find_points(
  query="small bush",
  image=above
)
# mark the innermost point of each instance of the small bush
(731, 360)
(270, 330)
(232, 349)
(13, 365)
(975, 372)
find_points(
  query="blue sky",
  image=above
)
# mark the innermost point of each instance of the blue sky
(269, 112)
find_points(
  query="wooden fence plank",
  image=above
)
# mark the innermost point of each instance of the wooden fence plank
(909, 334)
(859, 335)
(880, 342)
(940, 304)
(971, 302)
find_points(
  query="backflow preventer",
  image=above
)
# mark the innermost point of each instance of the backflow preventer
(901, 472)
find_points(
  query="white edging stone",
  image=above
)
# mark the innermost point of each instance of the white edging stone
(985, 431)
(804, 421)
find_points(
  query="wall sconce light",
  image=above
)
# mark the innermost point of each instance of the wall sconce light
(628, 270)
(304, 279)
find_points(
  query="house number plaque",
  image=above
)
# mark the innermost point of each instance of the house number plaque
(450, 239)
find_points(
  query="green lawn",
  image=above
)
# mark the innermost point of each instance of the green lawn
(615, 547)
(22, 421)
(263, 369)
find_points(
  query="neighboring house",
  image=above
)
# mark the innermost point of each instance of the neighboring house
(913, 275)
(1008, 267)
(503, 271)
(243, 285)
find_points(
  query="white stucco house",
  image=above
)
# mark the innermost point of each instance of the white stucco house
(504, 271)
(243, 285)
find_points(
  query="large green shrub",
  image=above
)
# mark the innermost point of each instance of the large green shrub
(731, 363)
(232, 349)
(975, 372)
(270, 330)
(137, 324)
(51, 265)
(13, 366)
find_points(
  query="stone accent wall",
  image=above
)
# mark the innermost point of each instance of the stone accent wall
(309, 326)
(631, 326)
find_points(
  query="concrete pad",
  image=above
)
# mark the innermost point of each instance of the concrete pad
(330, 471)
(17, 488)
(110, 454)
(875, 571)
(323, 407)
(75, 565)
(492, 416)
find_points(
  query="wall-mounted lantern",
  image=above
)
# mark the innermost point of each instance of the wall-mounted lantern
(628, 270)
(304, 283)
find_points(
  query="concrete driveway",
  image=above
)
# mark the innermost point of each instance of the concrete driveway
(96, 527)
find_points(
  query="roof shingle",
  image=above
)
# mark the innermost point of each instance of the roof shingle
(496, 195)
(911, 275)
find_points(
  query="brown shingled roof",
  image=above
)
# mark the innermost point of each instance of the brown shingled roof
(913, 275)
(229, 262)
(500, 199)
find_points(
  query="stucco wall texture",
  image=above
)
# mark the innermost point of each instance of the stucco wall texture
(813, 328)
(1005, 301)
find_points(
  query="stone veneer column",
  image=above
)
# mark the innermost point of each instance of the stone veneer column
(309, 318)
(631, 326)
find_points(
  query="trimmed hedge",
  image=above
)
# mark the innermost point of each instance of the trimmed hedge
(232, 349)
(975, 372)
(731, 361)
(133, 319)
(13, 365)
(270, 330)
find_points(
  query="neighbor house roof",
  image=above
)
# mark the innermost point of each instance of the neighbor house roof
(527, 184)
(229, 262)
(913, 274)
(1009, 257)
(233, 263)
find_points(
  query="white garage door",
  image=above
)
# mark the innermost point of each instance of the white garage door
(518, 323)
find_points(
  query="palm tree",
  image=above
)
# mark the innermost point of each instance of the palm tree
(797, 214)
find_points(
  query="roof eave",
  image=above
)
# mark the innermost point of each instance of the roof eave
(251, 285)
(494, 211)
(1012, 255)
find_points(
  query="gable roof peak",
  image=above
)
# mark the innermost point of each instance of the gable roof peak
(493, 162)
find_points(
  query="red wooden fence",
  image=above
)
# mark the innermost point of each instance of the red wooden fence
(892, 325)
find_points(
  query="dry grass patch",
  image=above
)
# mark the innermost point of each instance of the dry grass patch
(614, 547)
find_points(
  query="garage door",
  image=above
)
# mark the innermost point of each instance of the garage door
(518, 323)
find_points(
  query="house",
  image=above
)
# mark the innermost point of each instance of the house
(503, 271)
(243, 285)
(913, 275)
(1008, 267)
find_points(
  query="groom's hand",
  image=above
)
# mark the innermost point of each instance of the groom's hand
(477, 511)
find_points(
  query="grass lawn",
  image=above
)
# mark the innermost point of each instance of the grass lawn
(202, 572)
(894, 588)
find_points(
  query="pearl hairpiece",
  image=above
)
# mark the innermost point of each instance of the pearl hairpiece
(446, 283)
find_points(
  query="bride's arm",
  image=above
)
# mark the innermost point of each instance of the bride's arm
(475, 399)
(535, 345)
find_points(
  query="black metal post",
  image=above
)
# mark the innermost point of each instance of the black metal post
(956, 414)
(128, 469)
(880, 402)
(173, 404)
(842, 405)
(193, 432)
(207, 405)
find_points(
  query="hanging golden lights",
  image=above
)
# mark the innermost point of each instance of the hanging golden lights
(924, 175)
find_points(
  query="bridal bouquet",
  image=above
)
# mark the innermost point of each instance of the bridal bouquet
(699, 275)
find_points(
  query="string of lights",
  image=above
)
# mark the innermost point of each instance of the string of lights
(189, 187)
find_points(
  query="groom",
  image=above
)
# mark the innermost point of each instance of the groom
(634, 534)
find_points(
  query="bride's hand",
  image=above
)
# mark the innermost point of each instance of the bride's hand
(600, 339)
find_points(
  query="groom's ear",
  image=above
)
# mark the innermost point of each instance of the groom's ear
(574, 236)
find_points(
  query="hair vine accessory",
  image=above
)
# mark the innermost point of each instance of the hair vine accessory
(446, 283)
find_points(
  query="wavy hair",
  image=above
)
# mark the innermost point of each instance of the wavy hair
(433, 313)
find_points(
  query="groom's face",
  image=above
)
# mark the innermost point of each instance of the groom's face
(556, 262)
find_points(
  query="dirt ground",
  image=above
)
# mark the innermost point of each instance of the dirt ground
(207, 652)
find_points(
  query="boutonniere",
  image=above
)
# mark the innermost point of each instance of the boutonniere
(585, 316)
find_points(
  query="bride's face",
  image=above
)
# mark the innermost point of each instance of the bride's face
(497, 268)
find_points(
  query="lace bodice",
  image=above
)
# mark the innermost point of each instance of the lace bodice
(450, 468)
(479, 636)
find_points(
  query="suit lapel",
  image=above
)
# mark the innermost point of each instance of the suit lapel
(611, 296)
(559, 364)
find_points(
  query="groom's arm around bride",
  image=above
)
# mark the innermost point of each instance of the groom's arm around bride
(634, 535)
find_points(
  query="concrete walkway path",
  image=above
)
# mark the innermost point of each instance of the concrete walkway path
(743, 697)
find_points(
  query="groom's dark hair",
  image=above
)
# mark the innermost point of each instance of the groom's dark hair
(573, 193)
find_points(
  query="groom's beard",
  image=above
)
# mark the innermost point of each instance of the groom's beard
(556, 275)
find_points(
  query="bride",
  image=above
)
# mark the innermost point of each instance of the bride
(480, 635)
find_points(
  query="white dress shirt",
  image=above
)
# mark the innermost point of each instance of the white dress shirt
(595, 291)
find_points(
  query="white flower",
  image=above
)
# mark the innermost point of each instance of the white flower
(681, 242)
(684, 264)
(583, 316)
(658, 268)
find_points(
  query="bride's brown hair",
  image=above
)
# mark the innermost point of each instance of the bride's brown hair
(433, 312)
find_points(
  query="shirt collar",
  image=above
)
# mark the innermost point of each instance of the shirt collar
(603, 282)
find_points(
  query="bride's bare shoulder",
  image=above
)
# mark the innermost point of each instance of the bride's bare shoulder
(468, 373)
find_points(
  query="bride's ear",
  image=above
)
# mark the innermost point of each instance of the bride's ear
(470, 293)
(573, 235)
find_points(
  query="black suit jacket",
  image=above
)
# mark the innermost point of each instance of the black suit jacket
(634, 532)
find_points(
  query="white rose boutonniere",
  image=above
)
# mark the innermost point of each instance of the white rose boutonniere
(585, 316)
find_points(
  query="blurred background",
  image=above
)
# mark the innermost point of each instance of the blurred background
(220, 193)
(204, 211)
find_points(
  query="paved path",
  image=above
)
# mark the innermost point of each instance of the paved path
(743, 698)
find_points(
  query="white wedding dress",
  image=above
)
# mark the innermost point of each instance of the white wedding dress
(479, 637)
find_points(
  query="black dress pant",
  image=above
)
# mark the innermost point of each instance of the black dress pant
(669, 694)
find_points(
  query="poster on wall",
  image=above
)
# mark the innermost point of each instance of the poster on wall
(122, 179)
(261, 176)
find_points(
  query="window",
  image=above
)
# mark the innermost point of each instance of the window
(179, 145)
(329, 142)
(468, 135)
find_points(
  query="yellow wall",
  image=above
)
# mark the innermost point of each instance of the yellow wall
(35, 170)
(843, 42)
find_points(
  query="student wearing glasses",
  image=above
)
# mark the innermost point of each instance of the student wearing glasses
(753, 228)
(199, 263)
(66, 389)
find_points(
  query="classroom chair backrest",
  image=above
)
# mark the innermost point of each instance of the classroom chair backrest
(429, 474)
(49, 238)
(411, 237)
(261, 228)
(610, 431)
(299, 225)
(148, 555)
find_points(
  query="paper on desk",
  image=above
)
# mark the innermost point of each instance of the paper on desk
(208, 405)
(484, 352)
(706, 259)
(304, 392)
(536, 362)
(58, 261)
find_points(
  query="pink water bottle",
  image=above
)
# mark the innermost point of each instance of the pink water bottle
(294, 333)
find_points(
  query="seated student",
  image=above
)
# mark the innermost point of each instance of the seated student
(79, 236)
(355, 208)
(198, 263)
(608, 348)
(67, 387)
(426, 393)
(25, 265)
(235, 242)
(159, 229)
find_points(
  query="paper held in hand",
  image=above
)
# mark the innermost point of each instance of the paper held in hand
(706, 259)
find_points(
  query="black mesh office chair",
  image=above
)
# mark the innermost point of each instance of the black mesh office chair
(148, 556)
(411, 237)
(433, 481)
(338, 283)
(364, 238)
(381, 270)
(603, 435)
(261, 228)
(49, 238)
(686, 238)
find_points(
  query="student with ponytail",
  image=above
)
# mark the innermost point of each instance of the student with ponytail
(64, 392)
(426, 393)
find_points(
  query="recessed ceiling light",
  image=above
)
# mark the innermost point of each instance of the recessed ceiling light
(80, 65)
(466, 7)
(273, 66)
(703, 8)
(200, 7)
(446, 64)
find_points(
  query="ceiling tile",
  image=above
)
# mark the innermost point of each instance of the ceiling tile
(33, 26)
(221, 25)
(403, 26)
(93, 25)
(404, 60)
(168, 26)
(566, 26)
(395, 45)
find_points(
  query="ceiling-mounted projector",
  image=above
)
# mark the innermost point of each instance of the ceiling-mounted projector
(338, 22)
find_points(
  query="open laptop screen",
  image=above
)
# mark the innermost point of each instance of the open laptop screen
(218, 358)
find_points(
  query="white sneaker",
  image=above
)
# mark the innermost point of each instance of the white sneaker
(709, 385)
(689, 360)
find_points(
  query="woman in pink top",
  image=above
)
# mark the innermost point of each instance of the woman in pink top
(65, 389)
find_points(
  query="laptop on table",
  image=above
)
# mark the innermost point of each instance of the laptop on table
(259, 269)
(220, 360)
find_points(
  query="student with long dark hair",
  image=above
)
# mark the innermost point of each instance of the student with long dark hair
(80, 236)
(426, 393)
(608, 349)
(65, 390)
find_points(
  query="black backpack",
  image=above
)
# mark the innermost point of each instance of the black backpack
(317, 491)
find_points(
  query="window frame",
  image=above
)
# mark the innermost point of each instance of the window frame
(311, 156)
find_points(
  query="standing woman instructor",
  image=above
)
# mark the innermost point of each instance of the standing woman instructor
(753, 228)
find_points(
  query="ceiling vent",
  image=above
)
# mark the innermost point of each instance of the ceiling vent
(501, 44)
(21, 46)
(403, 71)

__Do this__:
Copy out every line above that contains the string "sneaker".

__Solution for this problem__:
  query="white sneaker",
# mark the innermost point of each instance of the white sneaker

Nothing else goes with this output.